(TASK TO CARRY OUT):
Show every line of the data where the word "below" can be found.

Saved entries
== Segment start ==

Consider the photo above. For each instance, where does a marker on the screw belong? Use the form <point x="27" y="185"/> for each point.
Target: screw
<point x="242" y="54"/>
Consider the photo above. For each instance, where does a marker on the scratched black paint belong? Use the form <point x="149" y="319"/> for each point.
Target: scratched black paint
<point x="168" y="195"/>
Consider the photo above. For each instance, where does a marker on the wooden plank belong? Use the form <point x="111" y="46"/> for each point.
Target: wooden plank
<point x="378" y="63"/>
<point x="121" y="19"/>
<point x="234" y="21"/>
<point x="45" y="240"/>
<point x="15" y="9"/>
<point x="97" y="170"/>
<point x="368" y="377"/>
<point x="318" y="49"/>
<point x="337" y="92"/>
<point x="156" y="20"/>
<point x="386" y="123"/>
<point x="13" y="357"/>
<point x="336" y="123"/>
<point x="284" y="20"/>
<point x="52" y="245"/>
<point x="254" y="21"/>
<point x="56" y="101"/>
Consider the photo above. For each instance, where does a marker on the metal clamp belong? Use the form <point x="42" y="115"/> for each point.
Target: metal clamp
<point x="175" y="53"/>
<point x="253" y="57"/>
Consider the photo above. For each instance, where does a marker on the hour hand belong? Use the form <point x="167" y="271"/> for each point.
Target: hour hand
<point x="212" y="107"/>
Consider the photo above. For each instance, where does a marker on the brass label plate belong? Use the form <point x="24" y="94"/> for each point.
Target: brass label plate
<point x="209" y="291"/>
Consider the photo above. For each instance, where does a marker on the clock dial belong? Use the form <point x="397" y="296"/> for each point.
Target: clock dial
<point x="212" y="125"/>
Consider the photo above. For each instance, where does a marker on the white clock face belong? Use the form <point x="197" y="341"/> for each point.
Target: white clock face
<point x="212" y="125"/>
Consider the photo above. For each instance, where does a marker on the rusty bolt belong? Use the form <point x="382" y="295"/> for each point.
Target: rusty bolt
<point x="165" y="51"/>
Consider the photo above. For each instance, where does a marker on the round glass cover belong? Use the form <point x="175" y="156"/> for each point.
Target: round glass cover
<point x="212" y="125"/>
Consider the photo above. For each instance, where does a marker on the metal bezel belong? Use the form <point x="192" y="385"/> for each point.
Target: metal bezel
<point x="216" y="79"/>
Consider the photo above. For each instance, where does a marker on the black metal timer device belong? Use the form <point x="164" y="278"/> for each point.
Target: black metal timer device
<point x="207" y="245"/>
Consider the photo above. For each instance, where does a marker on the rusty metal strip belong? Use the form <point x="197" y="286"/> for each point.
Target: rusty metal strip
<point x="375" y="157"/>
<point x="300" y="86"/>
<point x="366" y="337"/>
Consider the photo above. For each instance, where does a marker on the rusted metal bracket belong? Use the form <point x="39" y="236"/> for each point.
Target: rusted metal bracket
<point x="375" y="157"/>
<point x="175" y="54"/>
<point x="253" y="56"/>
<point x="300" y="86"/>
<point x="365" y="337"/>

== Segment end ==
== Segment start ==

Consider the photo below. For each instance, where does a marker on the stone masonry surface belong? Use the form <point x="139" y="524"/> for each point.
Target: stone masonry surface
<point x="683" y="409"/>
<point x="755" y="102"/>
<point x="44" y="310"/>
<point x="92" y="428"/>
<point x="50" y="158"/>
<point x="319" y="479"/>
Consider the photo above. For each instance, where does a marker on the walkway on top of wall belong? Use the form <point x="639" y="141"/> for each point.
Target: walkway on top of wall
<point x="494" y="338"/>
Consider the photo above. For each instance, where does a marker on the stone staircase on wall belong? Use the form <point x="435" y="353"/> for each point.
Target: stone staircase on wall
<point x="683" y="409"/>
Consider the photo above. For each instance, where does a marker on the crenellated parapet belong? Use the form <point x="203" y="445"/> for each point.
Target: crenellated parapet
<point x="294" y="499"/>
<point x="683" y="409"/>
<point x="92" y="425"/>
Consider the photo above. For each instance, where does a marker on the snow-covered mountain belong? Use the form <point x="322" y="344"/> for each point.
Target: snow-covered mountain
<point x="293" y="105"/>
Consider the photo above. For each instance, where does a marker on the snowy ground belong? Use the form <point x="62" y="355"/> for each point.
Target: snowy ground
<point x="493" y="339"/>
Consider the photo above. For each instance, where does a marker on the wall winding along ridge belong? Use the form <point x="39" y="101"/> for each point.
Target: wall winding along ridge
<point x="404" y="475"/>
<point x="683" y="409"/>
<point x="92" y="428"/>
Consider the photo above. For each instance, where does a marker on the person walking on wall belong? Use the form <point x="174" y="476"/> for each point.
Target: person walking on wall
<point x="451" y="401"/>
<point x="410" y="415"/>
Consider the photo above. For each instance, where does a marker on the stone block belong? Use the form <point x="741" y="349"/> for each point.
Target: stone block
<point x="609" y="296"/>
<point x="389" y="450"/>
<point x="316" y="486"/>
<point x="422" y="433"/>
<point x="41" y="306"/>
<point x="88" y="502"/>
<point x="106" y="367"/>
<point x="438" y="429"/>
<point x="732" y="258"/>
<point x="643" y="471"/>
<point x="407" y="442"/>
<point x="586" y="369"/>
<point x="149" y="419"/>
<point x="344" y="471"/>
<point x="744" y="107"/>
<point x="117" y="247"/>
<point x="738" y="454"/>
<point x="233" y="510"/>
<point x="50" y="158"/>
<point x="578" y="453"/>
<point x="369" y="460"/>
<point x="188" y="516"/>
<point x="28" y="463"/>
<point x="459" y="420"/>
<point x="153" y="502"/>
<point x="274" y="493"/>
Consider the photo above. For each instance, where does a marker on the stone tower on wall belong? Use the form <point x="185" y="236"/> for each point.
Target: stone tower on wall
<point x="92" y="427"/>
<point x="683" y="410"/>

== Segment end ==
== Segment start ==

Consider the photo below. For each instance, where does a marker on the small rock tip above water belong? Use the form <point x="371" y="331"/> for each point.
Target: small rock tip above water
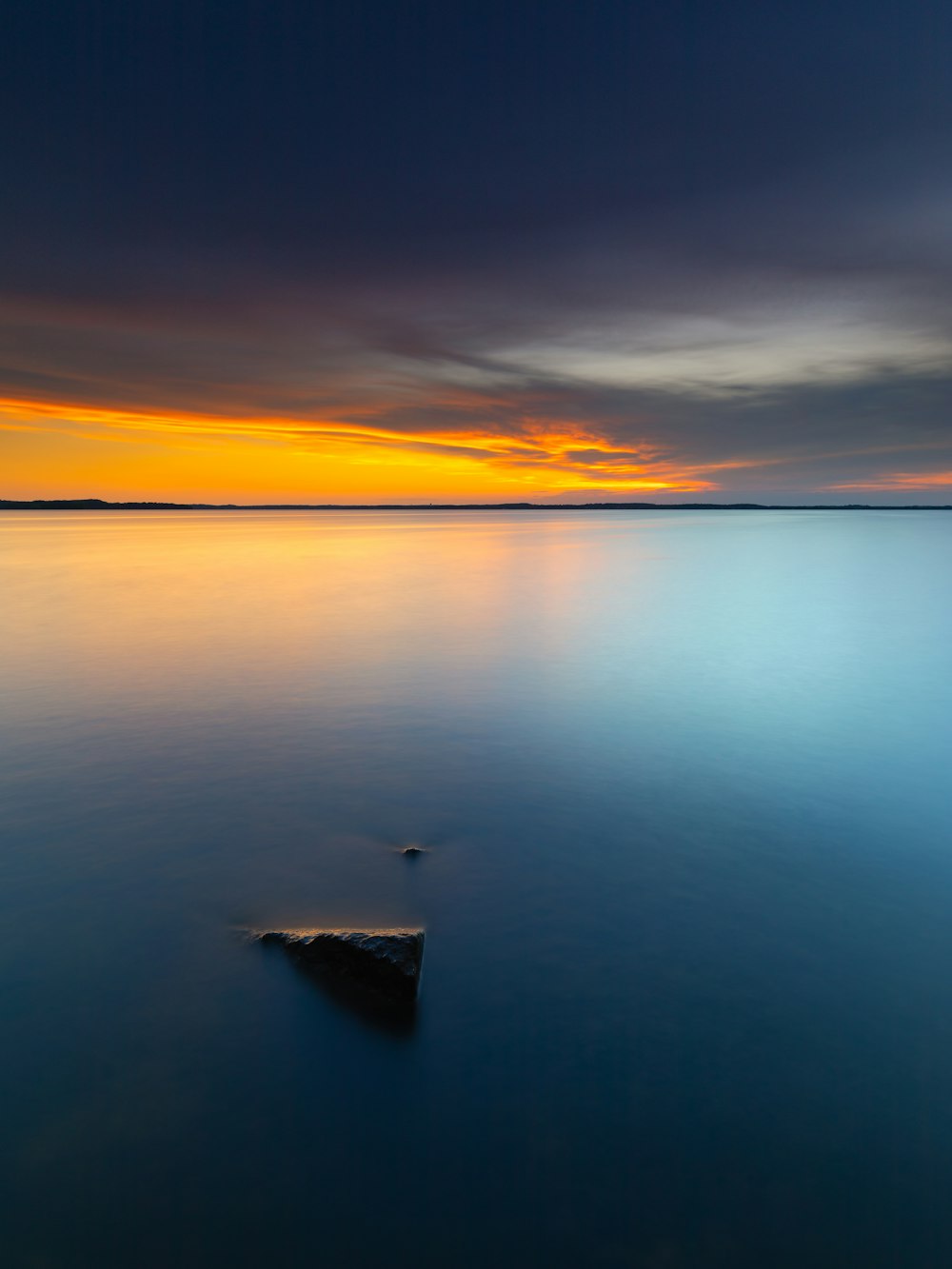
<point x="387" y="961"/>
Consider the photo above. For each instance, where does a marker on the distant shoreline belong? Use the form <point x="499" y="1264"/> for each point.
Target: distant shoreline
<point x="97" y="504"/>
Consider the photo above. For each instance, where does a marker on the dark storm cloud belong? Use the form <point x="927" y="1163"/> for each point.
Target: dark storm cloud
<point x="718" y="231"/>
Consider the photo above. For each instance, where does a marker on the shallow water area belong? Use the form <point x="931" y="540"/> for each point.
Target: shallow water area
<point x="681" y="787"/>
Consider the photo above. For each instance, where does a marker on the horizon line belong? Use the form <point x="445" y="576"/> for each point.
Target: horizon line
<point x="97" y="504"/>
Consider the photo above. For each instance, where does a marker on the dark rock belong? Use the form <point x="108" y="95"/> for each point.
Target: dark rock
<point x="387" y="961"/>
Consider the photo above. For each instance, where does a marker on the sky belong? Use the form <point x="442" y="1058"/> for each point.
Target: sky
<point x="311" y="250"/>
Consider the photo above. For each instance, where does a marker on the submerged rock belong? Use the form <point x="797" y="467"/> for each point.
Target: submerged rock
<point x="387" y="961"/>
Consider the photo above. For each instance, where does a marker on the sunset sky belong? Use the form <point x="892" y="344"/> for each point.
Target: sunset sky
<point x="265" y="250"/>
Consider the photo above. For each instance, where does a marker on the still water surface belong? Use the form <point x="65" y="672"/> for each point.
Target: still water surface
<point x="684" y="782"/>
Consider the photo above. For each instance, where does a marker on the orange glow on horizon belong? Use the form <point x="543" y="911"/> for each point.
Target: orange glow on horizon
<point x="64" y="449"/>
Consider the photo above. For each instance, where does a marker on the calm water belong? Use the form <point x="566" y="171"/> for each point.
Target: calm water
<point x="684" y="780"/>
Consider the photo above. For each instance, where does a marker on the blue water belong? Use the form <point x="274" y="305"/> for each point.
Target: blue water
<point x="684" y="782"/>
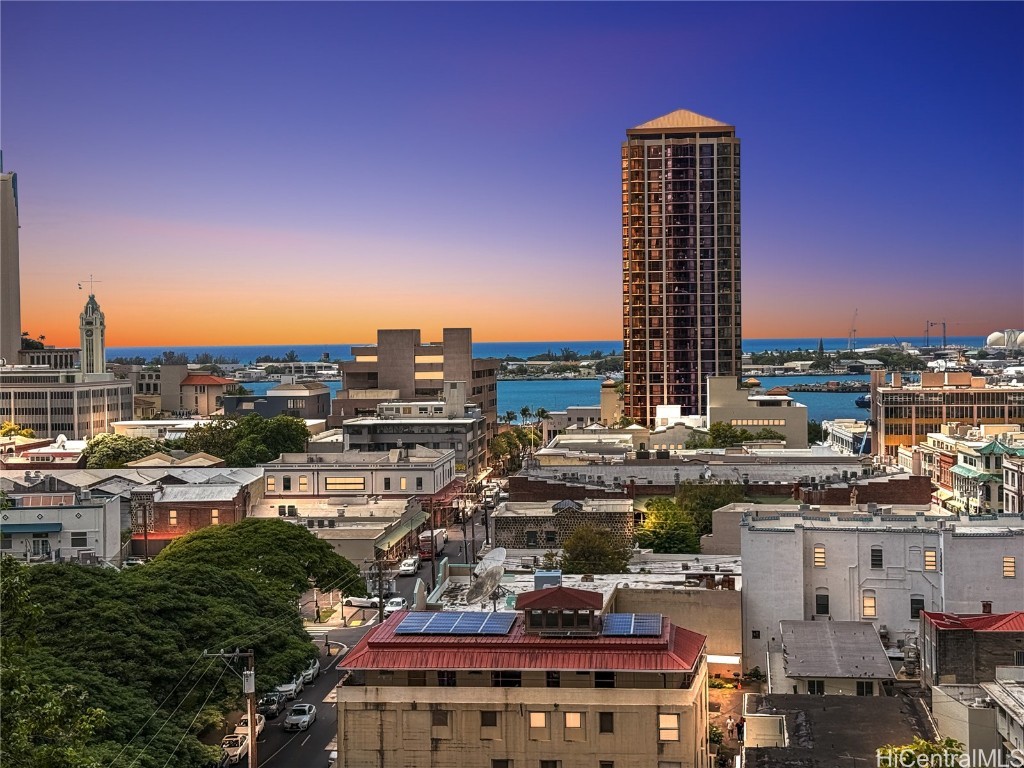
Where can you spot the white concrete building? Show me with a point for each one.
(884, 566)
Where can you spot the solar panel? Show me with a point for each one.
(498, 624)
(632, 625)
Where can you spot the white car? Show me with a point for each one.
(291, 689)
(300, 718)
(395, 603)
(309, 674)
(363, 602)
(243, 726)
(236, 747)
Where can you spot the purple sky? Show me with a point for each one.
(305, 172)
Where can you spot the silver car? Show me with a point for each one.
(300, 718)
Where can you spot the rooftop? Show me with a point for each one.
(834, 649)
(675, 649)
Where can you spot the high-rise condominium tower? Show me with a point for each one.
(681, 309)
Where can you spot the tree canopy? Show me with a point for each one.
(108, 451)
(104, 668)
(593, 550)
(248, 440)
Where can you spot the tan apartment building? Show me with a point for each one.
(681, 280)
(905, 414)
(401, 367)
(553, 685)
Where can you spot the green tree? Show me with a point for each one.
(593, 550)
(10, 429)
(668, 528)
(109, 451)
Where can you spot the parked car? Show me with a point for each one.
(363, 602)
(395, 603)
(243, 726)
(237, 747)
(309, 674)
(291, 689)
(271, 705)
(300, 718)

== Segment end ==

(TASK OUTPUT):
Consider the photo below. For each instance, where does a marker on the stone masonry surface belong? Use the form <point x="139" y="524"/> for each point.
Consider the photo below. For each instance, where does a marker on the small rock tip above water belong? Use the form <point x="371" y="331"/> for each point.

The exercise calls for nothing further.